  1. Apply the Big Boppa Whiskey Sauce to the whole brisket and cover in the fridge to marinade for at least 4 hours.
  1. Take out of the fridge and allow the brisket to return (close to) room temp covered on the bench then sprinkle evenly a generous coating of BBQ Punk SPG starting on the underside then finish on the top (presentation side).
  1. Allow the brisket to rest at room temperature for 30 to 40 minutes. The meat will begin to absorb the rub, and the salt will start drawing out the internal moisture.
  1. Prep your smoker. Bring temp up to 125c and ensure smoke has settled in and turned a clear bluish colour (clean smoke) this time will vary depending on your smoker, be patient and avoid dirty smoke!
  1. Fill a 4- to 6-inch-deep water pan with a few inches of warm/hot water. Place it inside your smoker to add humidity to the cook chamber.
  1. Once your smoker has reached a consistent temperature of 125c, place the brisket in your smoker with the point closest to the heat source and shut the lid. Leave undisturbed for the first 3 hours, maintaining a constant temperature of 125c and clean, light smoke with a bluish colour.
  1. After 3 hours, open your smoker and check on the brisket. By this point, it should have developed a nice mahogany colour and a consistent bark. Before closing your smoker, spritz the drier, vulnerable edges of the brisket to cool them off.

● **Data for analysis**:
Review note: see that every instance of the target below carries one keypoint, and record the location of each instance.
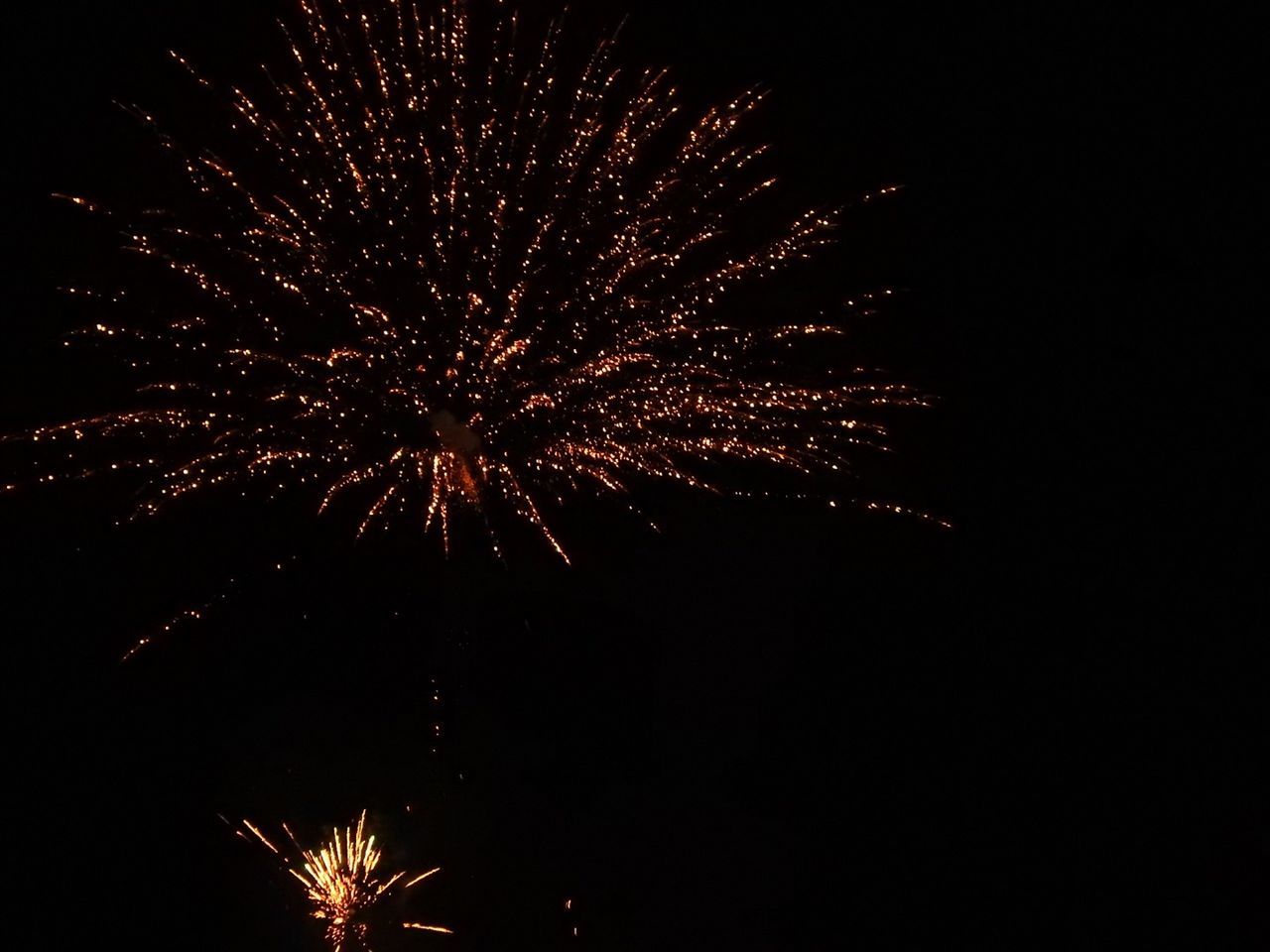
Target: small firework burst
(341, 883)
(448, 273)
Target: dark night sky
(770, 726)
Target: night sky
(771, 726)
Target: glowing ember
(340, 883)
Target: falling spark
(341, 884)
(461, 284)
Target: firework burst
(341, 883)
(449, 273)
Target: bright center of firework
(556, 245)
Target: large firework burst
(341, 883)
(439, 276)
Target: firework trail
(449, 275)
(341, 884)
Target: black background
(770, 726)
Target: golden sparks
(457, 280)
(341, 884)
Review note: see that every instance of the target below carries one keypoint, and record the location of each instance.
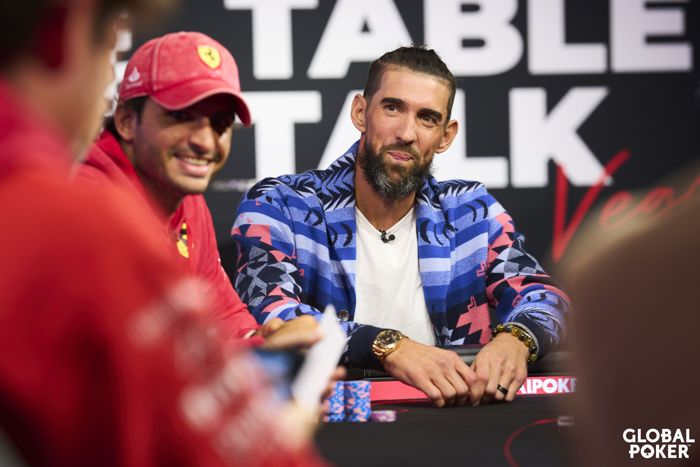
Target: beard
(378, 172)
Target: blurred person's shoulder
(77, 228)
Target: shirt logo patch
(209, 55)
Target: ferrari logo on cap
(209, 55)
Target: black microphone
(386, 239)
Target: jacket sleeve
(518, 288)
(230, 313)
(268, 278)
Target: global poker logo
(658, 444)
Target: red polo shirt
(103, 357)
(106, 163)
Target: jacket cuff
(359, 352)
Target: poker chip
(384, 416)
(357, 401)
(336, 404)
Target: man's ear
(448, 135)
(125, 121)
(358, 111)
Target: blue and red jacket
(296, 236)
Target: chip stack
(357, 401)
(336, 404)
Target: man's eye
(222, 125)
(180, 115)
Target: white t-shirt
(389, 289)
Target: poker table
(530, 431)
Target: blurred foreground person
(170, 134)
(103, 358)
(636, 337)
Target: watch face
(389, 337)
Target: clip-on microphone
(386, 239)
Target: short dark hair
(22, 23)
(136, 105)
(416, 58)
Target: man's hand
(501, 362)
(299, 333)
(439, 373)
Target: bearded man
(412, 264)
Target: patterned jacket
(296, 240)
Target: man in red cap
(170, 133)
(103, 358)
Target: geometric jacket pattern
(296, 254)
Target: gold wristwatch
(387, 342)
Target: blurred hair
(416, 58)
(26, 26)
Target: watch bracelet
(522, 334)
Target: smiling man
(170, 134)
(411, 263)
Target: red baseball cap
(180, 69)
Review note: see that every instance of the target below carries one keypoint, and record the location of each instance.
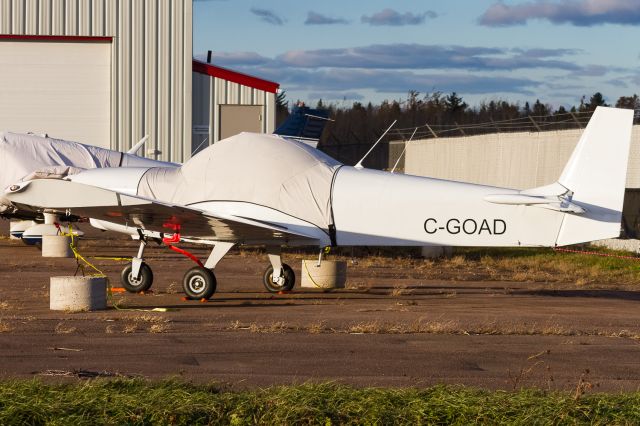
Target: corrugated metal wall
(211, 92)
(151, 61)
(508, 160)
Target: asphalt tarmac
(385, 329)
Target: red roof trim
(236, 77)
(80, 39)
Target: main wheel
(289, 279)
(199, 283)
(136, 285)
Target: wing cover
(97, 203)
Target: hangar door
(57, 87)
(235, 119)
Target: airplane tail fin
(595, 176)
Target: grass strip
(138, 402)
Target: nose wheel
(284, 282)
(199, 283)
(137, 284)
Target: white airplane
(263, 189)
(30, 156)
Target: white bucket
(78, 293)
(56, 246)
(17, 228)
(330, 274)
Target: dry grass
(5, 327)
(159, 328)
(317, 327)
(505, 264)
(62, 328)
(173, 288)
(130, 327)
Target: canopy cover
(265, 170)
(27, 156)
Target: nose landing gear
(278, 276)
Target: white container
(78, 293)
(330, 274)
(17, 228)
(56, 246)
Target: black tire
(199, 283)
(143, 283)
(289, 279)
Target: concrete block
(78, 293)
(330, 274)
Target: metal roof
(236, 77)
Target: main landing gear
(200, 281)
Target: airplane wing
(82, 200)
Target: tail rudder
(596, 175)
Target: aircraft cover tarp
(265, 170)
(22, 156)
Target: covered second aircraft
(268, 190)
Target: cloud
(387, 81)
(268, 16)
(394, 18)
(314, 18)
(576, 12)
(420, 56)
(336, 96)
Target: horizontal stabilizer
(557, 203)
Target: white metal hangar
(109, 72)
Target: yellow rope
(326, 250)
(101, 274)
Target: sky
(343, 51)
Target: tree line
(355, 128)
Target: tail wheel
(285, 285)
(141, 283)
(199, 283)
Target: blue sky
(343, 51)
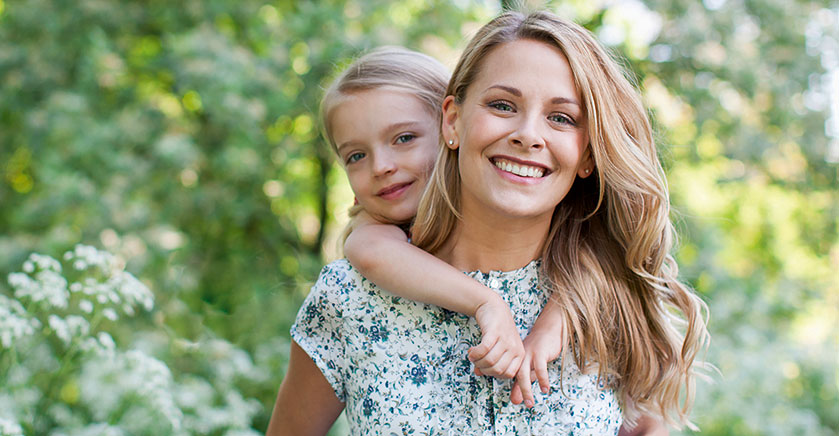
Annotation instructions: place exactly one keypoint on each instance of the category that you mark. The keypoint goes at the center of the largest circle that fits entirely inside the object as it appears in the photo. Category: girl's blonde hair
(606, 258)
(386, 67)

● **What to work on**:
1. According to the brisket recipe, what temperature should the smoker hold during the first 3 hours?
2. Write out the stretch of the brisket recipe from "1. Apply the" through "top (presentation side).", substituting "refrigerator" for "fridge".
3. List every length of time that the brisket recipe gives for a step.
Nothing here requires the lines.

● **Responses in order**:
1. A constant 125c.

2.
1. Apply the Big Boppa Whiskey Sauce to the whole brisket and cover in the refrigerator to marinade for at least 4 hours.
  1. Take out of the refrigerator and allow the brisket to return (close to) room temp covered on the bench then sprinkle evenly a generous coating of BBQ Punk SPG starting on the underside then finish on the top (presentation side).

3. At least 4 hours, 30 to 40 minutes, 3 hours